◆ Problem:
Take from the material every line that contains the word "blue".

■ ■ ■ ■ ■

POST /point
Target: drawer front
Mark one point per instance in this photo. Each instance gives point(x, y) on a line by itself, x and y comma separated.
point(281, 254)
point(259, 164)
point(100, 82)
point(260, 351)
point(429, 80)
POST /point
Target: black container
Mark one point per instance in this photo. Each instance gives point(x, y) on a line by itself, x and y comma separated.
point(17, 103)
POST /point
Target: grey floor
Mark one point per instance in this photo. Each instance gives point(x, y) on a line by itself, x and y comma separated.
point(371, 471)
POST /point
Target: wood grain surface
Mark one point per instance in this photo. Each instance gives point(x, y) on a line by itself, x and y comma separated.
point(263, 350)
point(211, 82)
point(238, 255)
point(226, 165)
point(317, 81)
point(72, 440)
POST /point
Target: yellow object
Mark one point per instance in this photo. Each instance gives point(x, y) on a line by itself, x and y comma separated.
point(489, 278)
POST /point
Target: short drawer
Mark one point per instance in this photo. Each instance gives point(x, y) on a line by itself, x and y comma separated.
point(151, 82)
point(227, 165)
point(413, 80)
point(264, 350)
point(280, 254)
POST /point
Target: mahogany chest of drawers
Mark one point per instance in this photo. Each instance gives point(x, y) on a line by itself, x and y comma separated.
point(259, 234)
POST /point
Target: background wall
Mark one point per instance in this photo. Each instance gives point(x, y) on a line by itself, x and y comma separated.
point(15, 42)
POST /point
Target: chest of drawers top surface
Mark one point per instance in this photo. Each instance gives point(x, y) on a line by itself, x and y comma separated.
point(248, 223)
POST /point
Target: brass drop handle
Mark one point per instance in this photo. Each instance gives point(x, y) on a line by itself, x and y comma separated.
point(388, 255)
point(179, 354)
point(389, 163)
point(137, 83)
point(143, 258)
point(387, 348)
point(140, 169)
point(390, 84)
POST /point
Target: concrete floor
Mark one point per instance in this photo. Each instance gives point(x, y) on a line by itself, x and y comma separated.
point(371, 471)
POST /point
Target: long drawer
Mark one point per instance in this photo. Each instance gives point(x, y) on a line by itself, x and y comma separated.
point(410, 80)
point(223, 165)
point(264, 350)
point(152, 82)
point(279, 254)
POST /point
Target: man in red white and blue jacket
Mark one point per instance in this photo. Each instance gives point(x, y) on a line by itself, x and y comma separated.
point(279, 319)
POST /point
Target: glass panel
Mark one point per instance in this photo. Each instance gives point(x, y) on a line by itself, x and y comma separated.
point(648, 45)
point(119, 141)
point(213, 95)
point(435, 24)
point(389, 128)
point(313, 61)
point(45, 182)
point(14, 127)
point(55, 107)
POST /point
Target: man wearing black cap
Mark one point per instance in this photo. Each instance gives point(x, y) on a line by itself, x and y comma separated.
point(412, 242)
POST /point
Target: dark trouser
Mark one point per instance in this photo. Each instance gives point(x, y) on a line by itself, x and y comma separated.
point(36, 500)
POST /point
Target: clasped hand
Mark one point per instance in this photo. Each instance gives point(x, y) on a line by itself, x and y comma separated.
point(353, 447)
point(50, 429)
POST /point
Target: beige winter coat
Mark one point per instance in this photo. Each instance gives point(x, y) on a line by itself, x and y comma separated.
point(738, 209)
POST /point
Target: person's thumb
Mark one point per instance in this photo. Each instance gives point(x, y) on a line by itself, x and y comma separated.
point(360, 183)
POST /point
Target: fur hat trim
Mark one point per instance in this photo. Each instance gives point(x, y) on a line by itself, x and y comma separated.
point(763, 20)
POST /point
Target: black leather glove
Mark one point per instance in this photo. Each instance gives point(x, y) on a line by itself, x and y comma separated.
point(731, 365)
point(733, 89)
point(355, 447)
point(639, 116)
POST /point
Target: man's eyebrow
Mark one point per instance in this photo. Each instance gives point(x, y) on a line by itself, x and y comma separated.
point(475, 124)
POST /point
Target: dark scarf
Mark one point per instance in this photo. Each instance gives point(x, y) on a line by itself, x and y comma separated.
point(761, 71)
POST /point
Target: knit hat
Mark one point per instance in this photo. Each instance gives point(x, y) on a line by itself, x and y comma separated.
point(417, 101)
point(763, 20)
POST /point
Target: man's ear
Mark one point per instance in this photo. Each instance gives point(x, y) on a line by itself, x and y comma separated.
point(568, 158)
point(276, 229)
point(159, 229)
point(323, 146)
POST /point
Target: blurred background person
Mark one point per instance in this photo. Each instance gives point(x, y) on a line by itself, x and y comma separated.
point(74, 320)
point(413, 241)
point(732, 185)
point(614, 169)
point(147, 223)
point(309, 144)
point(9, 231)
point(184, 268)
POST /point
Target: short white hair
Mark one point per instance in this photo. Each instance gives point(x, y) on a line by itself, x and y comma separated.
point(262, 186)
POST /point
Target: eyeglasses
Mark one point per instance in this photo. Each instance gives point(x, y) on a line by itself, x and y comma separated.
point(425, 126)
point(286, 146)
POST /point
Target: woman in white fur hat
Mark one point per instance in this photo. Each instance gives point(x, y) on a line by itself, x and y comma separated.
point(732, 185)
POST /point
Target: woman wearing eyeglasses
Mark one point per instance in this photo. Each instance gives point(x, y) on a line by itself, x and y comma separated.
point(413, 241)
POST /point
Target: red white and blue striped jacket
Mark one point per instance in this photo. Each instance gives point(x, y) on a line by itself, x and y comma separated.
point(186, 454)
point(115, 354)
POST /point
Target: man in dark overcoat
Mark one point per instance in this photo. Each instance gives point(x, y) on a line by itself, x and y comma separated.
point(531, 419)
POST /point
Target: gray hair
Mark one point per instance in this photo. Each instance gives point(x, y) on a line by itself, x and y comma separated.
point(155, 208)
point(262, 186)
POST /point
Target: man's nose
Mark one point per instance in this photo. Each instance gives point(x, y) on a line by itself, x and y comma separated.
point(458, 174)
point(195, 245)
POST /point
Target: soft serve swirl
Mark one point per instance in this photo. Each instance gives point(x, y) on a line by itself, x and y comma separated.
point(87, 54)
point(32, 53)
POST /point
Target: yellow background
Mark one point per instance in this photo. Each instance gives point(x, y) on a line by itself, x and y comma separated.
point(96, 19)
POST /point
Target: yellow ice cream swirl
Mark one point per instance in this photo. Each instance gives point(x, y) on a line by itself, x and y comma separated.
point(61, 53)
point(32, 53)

■ ■ ■ ■ ■

◆ Response for this exercise:
Target: man in red white and blue jacket
Target: red white and blue striped jacket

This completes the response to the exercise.